Stored entries:
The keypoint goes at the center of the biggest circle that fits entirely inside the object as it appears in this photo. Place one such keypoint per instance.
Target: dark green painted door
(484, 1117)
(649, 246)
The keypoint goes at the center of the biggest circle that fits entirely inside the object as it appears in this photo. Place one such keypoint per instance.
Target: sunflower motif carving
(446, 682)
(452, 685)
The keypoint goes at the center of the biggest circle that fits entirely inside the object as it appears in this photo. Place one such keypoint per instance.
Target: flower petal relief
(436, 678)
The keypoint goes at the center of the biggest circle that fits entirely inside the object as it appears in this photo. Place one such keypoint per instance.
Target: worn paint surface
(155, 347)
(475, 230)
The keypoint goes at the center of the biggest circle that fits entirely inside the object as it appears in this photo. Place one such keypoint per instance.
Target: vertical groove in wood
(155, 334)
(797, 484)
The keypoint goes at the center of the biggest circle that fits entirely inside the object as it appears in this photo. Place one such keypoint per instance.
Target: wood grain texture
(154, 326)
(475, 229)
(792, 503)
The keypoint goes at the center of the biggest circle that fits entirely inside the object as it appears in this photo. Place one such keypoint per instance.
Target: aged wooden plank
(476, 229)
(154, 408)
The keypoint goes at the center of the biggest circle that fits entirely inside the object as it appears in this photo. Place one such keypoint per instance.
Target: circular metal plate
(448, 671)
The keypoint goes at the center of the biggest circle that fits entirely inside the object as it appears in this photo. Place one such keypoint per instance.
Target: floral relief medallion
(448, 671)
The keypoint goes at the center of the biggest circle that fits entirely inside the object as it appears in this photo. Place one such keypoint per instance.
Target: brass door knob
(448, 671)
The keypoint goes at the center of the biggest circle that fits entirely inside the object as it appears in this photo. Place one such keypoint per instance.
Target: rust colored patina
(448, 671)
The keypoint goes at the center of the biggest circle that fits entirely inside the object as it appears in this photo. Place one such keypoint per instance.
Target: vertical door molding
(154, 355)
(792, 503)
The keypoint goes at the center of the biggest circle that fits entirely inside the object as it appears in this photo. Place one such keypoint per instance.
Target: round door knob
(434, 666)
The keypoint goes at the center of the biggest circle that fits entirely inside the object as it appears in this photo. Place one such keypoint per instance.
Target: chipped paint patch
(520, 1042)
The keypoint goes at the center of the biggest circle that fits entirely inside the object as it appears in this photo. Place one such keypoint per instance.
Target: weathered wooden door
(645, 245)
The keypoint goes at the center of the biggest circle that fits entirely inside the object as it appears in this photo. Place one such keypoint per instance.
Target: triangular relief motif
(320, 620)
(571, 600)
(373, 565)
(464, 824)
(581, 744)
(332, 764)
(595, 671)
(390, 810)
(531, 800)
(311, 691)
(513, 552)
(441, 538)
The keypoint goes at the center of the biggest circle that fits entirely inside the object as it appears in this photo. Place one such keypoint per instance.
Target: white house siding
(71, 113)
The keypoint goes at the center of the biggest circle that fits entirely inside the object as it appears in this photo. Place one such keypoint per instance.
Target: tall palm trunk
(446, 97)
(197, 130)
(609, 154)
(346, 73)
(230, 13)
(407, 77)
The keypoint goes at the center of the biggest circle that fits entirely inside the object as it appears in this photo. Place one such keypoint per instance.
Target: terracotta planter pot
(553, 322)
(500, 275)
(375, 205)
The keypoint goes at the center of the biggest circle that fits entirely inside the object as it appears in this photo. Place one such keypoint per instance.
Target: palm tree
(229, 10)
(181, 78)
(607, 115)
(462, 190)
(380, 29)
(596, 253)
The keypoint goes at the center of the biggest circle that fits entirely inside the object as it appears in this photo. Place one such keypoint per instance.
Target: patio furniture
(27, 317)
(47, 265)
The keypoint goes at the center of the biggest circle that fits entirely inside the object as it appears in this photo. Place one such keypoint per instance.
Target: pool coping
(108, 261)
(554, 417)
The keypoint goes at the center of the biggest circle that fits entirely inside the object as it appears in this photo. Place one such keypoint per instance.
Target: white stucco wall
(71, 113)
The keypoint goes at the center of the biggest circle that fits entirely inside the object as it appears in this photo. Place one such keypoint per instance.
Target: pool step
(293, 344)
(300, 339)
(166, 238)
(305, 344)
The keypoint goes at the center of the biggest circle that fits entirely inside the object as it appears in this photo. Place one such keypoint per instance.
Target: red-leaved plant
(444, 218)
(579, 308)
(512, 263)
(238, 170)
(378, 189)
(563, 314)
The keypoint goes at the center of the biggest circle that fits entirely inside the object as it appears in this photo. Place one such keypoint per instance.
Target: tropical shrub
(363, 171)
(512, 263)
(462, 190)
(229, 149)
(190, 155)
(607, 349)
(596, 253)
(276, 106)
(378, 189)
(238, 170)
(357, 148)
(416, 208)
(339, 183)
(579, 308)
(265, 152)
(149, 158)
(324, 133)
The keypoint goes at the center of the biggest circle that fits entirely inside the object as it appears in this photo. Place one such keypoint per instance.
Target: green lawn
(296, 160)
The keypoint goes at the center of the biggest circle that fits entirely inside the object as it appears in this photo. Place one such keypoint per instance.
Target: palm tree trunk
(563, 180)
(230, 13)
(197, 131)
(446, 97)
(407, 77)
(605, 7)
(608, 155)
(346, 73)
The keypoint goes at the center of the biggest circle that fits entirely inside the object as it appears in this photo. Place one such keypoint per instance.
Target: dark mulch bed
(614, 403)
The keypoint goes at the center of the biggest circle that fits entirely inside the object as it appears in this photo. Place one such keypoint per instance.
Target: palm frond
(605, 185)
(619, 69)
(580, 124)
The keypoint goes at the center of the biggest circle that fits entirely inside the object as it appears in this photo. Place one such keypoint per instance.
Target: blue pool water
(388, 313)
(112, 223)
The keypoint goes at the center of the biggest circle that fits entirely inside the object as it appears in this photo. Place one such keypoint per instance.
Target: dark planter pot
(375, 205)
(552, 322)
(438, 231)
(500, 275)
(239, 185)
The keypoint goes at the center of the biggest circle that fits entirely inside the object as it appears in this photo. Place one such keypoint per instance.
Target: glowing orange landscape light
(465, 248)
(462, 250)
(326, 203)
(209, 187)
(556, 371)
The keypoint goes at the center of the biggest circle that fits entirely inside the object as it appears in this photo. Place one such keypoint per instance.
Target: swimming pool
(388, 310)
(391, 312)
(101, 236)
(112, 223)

Aim
Report every line of the listing above that contains the word "dark", treating uppercase and lowercase as different.

Result of the task
Target: dark green painted door
Target: dark mulch bed
Target: dark planter pot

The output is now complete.